# CHALLENGE
Convert every line of the entries below into a two-column Markdown table headed "Row" and "Line", numbering the rows consecutively and omitting any blank lines.

============

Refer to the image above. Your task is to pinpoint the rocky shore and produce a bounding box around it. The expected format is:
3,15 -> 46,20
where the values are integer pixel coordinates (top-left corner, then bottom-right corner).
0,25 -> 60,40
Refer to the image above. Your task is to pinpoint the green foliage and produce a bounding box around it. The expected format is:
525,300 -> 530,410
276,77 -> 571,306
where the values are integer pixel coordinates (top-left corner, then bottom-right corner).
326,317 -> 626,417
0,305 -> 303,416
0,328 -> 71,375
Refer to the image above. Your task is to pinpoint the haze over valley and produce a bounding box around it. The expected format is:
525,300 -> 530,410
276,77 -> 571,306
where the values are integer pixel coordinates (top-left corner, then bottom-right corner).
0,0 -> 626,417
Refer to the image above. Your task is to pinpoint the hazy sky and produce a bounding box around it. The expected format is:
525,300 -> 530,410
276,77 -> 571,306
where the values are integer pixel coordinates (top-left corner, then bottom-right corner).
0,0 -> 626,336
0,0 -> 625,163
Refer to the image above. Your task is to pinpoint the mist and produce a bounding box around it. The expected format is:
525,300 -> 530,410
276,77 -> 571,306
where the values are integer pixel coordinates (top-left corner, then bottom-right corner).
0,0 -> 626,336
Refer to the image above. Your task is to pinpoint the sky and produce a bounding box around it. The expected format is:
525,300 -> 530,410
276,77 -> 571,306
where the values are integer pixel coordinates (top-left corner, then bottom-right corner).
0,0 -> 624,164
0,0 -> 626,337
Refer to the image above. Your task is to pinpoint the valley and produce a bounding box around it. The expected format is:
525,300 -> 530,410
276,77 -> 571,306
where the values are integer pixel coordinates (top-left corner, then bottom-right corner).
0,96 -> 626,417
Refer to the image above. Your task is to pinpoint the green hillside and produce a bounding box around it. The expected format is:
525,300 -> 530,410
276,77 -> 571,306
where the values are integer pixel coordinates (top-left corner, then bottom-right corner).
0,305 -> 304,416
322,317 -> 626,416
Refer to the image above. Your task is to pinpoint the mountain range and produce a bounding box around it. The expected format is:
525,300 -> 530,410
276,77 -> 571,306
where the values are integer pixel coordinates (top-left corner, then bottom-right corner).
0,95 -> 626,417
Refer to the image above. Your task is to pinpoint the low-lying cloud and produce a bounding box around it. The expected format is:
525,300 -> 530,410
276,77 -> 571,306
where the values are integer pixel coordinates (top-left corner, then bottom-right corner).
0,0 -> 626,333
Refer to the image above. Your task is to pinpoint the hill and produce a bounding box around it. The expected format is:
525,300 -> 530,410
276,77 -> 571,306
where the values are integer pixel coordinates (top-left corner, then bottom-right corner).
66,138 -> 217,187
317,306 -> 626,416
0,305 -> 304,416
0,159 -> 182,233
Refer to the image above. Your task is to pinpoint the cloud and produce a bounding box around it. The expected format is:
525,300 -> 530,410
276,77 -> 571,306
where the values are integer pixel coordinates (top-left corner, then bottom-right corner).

============

# SOLVED EXERCISE
| Row | Line |
|---|---|
| 1 | Refer to the image above. Your task is to pinpoint the rocky shore and produce a bounding box around it. The expected format is: |
| 2 | 3,15 -> 46,20 |
| 3 | where the values are integer pixel coordinates (top-left corner, then bottom-right corner). |
| 4 | 0,25 -> 60,40 |
| 5 | Refer to the image above. Your task is to pinpoint the green foliage and produce a bounding box around it. The expected format is: |
| 6 | 525,300 -> 530,410 |
| 7 | 276,77 -> 571,306 |
| 8 | where the values are integer pixel coordinates (top-left corner, then bottom-right corner). |
| 9 | 326,317 -> 626,417 |
| 10 | 0,305 -> 303,416 |
| 11 | 0,328 -> 71,375 |
| 12 | Refer to the image above. Your task is to pinpoint the haze over valley and produce a bounding box around it. The expected format is: |
| 13 | 525,300 -> 530,410 |
| 14 | 276,77 -> 571,306 |
| 15 | where the values are integer pixel coordinates (top-left corner, then bottom-right corner). |
| 16 | 0,0 -> 626,417 |
| 17 | Refer to the image above. Your task is to pinpoint the hazy sky and produce a bounding box around it. The expected format is: |
| 18 | 525,300 -> 530,410 |
| 19 | 276,77 -> 571,306 |
| 20 | where the values are integer pixel coordinates (top-left corner, then bottom-right corner). |
| 21 | 0,0 -> 626,336 |
| 22 | 0,0 -> 625,163 |
| 23 | Refer to the image above. Your task is to pinpoint the mist and produce a bounding box around it. The expected format is: |
| 24 | 525,300 -> 530,410 |
| 25 | 276,77 -> 571,306 |
| 26 | where the values are integer pixel coordinates (top-left corner, then bottom-right corner). |
| 27 | 0,0 -> 626,336 |
| 28 | Refer to the image above. Your task is to pinpoint the sky and produce a bounding box around it. The expected format is: |
| 29 | 525,300 -> 530,410 |
| 30 | 276,77 -> 571,306 |
| 31 | where the values are integer pixel coordinates (top-left corner, then bottom-right corner). |
| 32 | 0,0 -> 624,164 |
| 33 | 0,0 -> 626,337 |
| 34 | Refer to the image above. Your task is to pinpoint the valley and produce a bounding box around it. The expected format is: |
| 35 | 525,300 -> 530,410 |
| 36 | 276,77 -> 571,306 |
| 37 | where the values are integer pixel coordinates (top-left corner, then bottom-right corner). |
| 38 | 0,96 -> 626,417 |
| 39 | Refer to the image above. Your task is to pinpoint the green hillside and produce a bounding box around it. The expected format is: |
| 40 | 525,300 -> 530,410 |
| 41 | 276,77 -> 571,306 |
| 42 | where the values are integer pixel coordinates (top-left corner, then bottom-right corner). |
| 43 | 0,305 -> 304,416 |
| 44 | 322,317 -> 626,416 |
| 45 | Refer to the image above. Your task is to pinpoint the mountain range and produce a bounding box around it. The expected format is: |
| 46 | 525,300 -> 530,410 |
| 47 | 276,77 -> 571,306 |
| 48 | where the values are integer pixel coordinates (top-left corner, then bottom-right corner). |
| 49 | 0,95 -> 626,417 |
| 50 | Refer to the image above. Your task is to pinpoint the low-lying cloud and produce a bounding box around it. The expected format is: |
| 51 | 525,300 -> 530,410 |
| 52 | 276,77 -> 571,306 |
| 53 | where the values are integer pixel coordinates (top-left corner, then bottom-right corner). |
| 54 | 0,0 -> 626,333 |
| 55 | Refer to the image above. Your task is to pinpoint the hill and produce a bounding box around it. The expected format is: |
| 56 | 525,300 -> 530,410 |
| 57 | 276,77 -> 571,306 |
| 58 | where the values are integer pixel coordinates (top-left corner, then bottom-right corner). |
| 59 | 66,138 -> 217,187 |
| 60 | 317,306 -> 626,416 |
| 61 | 0,305 -> 304,416 |
| 62 | 0,159 -> 182,233 |
| 63 | Refer to the image above. Your task is to pinpoint the cloud and produce a bounding box around it. The expected format is: |
| 64 | 525,300 -> 530,410 |
| 65 | 276,77 -> 571,306 |
| 66 | where the values are integer pixel coordinates (top-left corner, then bottom-right corner). |